**THE PROBLEM:** Print every line of the listing exactly, please.

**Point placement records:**
+ + + + +
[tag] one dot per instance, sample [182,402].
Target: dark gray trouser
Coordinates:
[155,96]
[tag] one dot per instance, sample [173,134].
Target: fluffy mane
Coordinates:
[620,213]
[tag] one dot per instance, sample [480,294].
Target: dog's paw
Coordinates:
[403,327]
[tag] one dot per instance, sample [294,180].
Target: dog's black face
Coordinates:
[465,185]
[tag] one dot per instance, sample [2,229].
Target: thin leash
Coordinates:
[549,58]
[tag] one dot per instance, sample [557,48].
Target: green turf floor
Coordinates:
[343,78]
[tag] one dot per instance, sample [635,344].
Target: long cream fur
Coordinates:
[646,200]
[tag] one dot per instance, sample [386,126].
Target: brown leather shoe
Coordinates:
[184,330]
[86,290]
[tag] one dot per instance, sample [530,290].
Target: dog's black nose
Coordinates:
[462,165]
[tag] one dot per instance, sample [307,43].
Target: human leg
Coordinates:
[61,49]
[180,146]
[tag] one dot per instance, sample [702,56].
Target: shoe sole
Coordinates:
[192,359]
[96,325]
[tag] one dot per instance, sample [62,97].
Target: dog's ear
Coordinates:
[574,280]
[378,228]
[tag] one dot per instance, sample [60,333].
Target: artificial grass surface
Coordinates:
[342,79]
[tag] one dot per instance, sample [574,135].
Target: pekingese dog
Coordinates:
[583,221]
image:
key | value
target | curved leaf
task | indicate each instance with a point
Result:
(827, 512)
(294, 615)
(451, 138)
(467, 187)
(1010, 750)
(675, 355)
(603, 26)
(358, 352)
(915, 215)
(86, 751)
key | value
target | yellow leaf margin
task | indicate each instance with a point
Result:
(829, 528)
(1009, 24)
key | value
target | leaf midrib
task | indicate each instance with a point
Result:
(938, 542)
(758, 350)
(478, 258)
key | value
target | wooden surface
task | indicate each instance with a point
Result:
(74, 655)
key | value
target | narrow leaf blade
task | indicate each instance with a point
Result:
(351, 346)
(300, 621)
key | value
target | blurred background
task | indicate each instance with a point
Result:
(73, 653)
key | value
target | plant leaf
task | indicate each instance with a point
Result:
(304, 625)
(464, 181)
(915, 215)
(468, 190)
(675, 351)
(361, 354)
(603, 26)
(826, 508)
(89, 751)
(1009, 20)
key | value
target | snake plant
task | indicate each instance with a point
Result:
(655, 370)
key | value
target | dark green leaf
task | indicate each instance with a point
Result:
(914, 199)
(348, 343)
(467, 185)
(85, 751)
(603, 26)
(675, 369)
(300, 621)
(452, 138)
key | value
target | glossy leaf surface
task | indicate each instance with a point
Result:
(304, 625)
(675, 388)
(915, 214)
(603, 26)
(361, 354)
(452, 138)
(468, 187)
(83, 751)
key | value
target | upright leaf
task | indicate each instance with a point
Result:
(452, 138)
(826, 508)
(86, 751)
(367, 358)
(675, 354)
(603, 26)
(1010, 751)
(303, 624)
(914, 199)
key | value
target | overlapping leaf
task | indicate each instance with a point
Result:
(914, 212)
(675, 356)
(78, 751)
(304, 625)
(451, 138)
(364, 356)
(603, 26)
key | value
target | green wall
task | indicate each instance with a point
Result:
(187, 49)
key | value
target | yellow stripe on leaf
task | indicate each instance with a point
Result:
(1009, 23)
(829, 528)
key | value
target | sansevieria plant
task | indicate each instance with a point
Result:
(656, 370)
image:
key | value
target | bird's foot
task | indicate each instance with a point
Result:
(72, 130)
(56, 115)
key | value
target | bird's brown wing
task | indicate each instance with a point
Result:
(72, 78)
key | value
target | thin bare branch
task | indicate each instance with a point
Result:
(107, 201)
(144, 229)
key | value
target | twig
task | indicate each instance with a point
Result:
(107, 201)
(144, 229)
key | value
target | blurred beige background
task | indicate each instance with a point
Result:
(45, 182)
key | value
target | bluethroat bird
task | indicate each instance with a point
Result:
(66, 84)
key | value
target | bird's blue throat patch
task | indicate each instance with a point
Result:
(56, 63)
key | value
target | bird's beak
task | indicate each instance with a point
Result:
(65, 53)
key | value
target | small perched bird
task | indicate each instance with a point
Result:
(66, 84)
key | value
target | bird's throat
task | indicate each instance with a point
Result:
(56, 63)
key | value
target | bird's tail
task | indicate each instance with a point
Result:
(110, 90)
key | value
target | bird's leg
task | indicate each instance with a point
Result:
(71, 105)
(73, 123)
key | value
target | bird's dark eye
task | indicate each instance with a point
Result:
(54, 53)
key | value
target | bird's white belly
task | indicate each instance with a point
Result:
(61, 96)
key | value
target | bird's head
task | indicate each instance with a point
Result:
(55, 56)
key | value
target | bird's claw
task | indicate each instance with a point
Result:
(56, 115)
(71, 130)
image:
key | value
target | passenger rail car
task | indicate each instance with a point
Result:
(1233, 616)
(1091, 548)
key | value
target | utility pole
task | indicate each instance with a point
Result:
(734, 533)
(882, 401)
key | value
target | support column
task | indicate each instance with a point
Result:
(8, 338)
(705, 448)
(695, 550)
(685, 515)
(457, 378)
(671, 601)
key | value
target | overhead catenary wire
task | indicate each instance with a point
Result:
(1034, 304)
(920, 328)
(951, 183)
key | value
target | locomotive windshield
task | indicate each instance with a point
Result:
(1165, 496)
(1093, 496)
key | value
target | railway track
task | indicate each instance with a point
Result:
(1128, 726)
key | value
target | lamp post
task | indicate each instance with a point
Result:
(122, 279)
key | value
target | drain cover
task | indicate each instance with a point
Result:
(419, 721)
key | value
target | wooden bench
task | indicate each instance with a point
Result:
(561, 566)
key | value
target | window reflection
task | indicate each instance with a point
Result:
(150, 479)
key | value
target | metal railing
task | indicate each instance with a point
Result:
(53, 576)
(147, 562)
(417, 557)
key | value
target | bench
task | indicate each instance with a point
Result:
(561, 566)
+ + + + +
**WRITTEN RESPONSE:**
[tag] one dot per instance, sample [182,402].
Target: dark gray trouser
Coordinates:
[155,96]
[tag] one dot per instance, sample [173,134].
Target: fluffy mane
Coordinates:
[620,213]
[tag] one dot per instance, sample [480,294].
Target: dog's paw
Coordinates:
[403,327]
[tag] one dot per instance, sample [294,180].
Target: dog's black face
Coordinates:
[465,185]
[tag] one dot per instance, sample [2,229].
Target: thin leash
Coordinates:
[549,58]
[tag] one dot per instance, sample [557,48].
Target: green turf floor
Coordinates:
[343,78]
[tag] one dot per instance, sample [635,344].
Target: long cream fur
Coordinates:
[646,200]
[tag] one dot per instance, sample [386,126].
Target: brown leather shoe
Coordinates:
[184,330]
[86,290]
[tag] one dot per instance, sample [530,290].
Target: dog's black nose
Coordinates:
[462,165]
[tag] one dot per instance, sample [307,43].
Target: human leg
Coordinates:
[61,49]
[180,146]
[tag] one dot per instance, sample [702,56].
Target: shoe sole
Coordinates:
[192,359]
[96,325]
[tag] one dot per instance, sample [62,97].
Target: dog's ear
Coordinates:
[574,280]
[378,228]
[tag] one dot per instance, sample [60,333].
Target: artificial grass surface
Coordinates:
[342,79]
[tag] one dot per instance, sample [574,135].
Target: pekingese dog
Coordinates:
[583,221]
image:
key | value
target | curved leaf
task | indicate each instance with a point
Result:
(827, 512)
(294, 615)
(451, 138)
(467, 187)
(1010, 750)
(675, 355)
(603, 26)
(358, 352)
(915, 215)
(86, 751)
key | value
target | yellow leaf margin
task | indicate each instance with a point
Result:
(829, 528)
(1009, 24)
key | value
target | leaf midrib
task | indicate each instance with a point
Result:
(938, 542)
(758, 350)
(478, 258)
key | value
target | wooden surface
task | indicate each instance with a point
Result:
(74, 655)
key | value
target | narrow leaf blade
task | indicate each instance with a point
Result:
(351, 346)
(300, 621)
key | value
target | blurred background
task | indicate each instance with a point
Result:
(73, 653)
key | value
target | plant leaf
task | indicate each instance with a point
Result:
(304, 625)
(464, 181)
(915, 215)
(468, 190)
(675, 351)
(361, 354)
(603, 26)
(826, 508)
(89, 751)
(1009, 20)
key | value
target | snake plant
task | indicate each instance with a point
Result:
(655, 370)
key | value
target | dark green leaf
task | indicate each instance with a point
Result:
(914, 199)
(348, 343)
(467, 185)
(85, 751)
(603, 26)
(675, 369)
(300, 621)
(452, 138)
key | value
target | glossy leaf surface
task | indicate each instance with a point
Result:
(304, 625)
(675, 388)
(915, 214)
(603, 26)
(361, 354)
(452, 138)
(468, 187)
(83, 751)
key | value
target | upright leaf
task | indicate each instance with a point
Result:
(452, 138)
(826, 508)
(86, 751)
(367, 358)
(675, 354)
(603, 26)
(1010, 751)
(303, 624)
(914, 199)
key | value
target | overlapping leaf
task | indicate each instance with a point
Result:
(914, 212)
(675, 356)
(78, 751)
(304, 625)
(451, 138)
(364, 356)
(603, 26)
key | value
target | green wall
task | indicate each instance with a point
Result:
(187, 49)
key | value
target | yellow stripe on leaf
task | indicate each instance with a point
Result:
(1009, 23)
(829, 528)
key | value
target | sansevieria plant
task | indicate each instance with a point
Result:
(656, 370)
image:
key | value
target | bird's foot
task | indicate each instance with a point
Result:
(72, 130)
(56, 115)
key | value
target | bird's brown wing
task | indicate each instance with a point
Result:
(72, 78)
key | value
target | thin bare branch
task | indicate each instance with a point
Result:
(107, 201)
(144, 229)
key | value
target | twig
task | indicate each instance with a point
Result:
(107, 201)
(144, 229)
key | value
target | blurred beige background
task | indicate each instance with a point
Result:
(45, 182)
key | value
target | bluethroat bird
task | indicate each instance with a point
Result:
(66, 84)
key | value
target | bird's blue throat patch
task | indicate each instance with a point
Result:
(56, 63)
key | value
target | bird's beak
task | indicate each instance with a point
Result:
(65, 53)
key | value
target | small perched bird
task | indicate each instance with a point
Result:
(66, 84)
key | value
target | bird's throat
task | indicate each instance with a point
Result:
(56, 63)
key | value
target | bird's tail
task | indicate each instance with a point
Result:
(110, 90)
key | value
target | bird's leg
task | indicate each instance with a point
Result:
(71, 105)
(73, 123)
key | value
target | bird's dark eye
task | indicate each instance with a point
Result:
(54, 53)
key | value
target | bird's white belly
task | indicate each instance with a point
Result:
(61, 96)
key | value
target | bird's head
task | indicate each instance with a point
Result:
(55, 56)
key | value
target | bird's claw
task | indicate each instance with a point
Result:
(56, 115)
(71, 130)
image:
key | value
target | passenger rail car
task | indicate each instance with a point
Result:
(1233, 616)
(1091, 548)
key | value
target | utility pole
task | indicate each instance with a point
Result:
(734, 533)
(882, 401)
key | value
target | support column
task | indicate each instance with a point
Result:
(8, 338)
(705, 448)
(695, 550)
(685, 515)
(457, 378)
(671, 601)
key | value
target | overhead catenary wire
task | indicate each instance with a point
Result:
(1034, 304)
(920, 328)
(951, 183)
key | value
target | locomotive windshield
task | indicate each instance with a point
Result:
(1165, 496)
(1093, 496)
key | value
target | railway track
task | indicate each instance with a point
Result:
(1128, 726)
key | value
target | lamp post
task | indicate each instance with a point
Result:
(122, 279)
key | value
target | drain cover
task | indicate each instance with a point
Result:
(419, 721)
key | value
target | wooden bench
task | indicate each instance with a point
Result:
(561, 566)
key | value
target | window reflection
task | indicate each instance with a point
Result:
(150, 479)
key | value
target | metal railing
task | indicate each instance with a point
Result:
(53, 576)
(147, 562)
(417, 557)
key | value
target | bench
task | indicate each instance with a point
Result:
(561, 566)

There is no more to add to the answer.